# GOAL OF THE EXERCISE
Could you turn the items from the line with "of the distant" up to and including the line with "column 131, row 31" into a two-column CSV with the headers request and answer? Give one row per item, put each field in double quotes, and replace any line breaks with spaces.

Stored records
— START —

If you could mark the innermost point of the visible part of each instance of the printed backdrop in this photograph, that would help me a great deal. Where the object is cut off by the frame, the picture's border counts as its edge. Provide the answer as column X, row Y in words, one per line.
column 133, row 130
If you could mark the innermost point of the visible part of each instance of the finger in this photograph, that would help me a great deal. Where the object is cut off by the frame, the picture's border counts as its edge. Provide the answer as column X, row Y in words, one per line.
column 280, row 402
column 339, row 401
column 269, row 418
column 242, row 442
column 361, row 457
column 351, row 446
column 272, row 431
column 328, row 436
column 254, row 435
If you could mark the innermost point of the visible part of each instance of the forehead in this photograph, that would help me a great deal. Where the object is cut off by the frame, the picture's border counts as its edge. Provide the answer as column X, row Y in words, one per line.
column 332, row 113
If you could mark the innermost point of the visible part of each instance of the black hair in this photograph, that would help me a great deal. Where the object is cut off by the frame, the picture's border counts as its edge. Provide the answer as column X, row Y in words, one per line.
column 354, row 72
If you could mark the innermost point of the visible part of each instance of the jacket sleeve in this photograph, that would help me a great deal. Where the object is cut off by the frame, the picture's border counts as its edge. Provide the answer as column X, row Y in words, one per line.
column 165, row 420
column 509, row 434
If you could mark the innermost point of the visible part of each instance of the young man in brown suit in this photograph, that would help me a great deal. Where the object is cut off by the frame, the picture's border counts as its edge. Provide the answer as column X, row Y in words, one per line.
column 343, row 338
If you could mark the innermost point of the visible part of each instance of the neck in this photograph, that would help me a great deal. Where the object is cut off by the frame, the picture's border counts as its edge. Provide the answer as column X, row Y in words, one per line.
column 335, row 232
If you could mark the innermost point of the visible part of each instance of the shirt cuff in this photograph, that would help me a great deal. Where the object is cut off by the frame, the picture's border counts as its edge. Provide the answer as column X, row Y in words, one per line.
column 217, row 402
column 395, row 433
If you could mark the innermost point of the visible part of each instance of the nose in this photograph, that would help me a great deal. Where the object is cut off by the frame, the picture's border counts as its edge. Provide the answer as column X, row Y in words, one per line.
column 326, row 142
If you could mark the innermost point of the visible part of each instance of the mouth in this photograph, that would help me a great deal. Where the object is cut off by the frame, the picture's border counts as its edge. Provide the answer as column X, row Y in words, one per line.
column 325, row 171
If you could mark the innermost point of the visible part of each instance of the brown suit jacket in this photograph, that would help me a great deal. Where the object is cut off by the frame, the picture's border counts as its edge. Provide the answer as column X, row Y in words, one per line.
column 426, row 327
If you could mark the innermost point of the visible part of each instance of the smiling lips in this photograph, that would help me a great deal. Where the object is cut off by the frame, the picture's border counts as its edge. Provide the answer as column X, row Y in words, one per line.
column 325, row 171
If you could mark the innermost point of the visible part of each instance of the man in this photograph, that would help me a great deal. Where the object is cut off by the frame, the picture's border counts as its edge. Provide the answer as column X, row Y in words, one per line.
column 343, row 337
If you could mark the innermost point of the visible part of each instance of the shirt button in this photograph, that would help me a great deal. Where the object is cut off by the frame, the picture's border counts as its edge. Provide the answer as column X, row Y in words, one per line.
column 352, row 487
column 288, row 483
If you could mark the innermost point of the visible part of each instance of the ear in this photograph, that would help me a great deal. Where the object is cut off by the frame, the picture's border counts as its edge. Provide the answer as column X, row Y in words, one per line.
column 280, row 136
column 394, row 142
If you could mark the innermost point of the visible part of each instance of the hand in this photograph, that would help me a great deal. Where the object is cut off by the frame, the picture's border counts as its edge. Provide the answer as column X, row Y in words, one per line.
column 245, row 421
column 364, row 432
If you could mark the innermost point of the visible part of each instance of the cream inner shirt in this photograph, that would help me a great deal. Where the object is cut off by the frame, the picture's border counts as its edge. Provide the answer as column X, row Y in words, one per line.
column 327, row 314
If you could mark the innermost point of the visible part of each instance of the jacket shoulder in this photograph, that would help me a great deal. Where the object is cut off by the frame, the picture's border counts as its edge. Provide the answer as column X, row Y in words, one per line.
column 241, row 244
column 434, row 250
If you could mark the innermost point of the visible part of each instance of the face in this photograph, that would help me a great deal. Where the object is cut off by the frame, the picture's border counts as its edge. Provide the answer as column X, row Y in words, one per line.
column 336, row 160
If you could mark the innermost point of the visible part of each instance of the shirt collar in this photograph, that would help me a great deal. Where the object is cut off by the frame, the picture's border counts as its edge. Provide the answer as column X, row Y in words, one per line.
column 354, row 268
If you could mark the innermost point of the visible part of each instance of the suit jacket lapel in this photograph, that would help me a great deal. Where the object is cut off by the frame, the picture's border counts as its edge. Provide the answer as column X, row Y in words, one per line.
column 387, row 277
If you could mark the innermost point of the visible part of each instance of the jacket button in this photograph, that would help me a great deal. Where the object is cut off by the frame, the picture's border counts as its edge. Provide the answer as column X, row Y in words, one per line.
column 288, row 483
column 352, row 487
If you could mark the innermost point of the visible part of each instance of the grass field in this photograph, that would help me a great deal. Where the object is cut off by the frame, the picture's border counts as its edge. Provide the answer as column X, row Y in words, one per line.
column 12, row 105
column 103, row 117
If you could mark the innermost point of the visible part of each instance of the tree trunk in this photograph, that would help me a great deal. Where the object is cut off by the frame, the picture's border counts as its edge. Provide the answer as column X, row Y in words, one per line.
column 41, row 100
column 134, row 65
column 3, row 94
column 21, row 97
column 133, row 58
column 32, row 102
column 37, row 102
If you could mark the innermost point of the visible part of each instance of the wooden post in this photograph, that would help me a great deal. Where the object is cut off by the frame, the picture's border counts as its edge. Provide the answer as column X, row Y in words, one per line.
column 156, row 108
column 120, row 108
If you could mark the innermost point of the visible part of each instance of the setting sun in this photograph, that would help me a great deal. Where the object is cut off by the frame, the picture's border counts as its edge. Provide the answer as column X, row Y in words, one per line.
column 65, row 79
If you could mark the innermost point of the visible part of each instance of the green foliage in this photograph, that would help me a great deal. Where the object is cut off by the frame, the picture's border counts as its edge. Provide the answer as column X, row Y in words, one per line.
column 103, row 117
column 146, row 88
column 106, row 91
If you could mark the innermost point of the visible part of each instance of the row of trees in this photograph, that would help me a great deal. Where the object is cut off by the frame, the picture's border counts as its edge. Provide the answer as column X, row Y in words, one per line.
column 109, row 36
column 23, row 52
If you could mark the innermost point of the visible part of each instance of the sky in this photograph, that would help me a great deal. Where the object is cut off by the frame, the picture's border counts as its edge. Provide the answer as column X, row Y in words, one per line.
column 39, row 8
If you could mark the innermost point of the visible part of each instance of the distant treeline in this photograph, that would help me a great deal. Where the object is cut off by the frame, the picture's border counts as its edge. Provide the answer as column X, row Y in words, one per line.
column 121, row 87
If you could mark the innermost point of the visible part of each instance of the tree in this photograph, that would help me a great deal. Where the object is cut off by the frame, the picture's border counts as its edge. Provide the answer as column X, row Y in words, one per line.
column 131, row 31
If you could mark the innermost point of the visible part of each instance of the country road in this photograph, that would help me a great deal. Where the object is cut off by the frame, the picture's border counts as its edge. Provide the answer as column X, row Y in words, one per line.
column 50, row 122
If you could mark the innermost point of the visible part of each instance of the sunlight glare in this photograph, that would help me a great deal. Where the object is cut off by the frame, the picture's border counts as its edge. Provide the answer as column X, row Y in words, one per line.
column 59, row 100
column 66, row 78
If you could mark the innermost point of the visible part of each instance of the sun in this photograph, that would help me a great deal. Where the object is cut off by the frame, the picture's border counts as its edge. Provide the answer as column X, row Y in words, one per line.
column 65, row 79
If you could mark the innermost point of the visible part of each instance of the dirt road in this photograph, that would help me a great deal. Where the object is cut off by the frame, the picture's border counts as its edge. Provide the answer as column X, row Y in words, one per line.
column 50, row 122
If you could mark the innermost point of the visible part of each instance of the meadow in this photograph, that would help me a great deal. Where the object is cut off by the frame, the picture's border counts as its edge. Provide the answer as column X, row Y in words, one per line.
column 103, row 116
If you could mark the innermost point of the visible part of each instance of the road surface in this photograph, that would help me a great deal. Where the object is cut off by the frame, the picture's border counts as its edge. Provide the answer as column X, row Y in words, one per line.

— END —

# ANSWER FOR THIS EXERCISE
request,answer
"If you could mark the innermost point of the visible part of each instance of the distant treeline in this photograph, that would help me a great deal. Where the object is cut off by the frame, the picture's border counts as its edge. Provide the answer as column X, row Y in words, one per line.","column 121, row 87"
"If you could mark the innermost point of the visible part of each instance of the tree in this photograph, that would help me a great deal. Where the object is cut off by the frame, the picture's border counts as its edge. Provide the answer as column X, row Y in words, one per line.","column 131, row 31"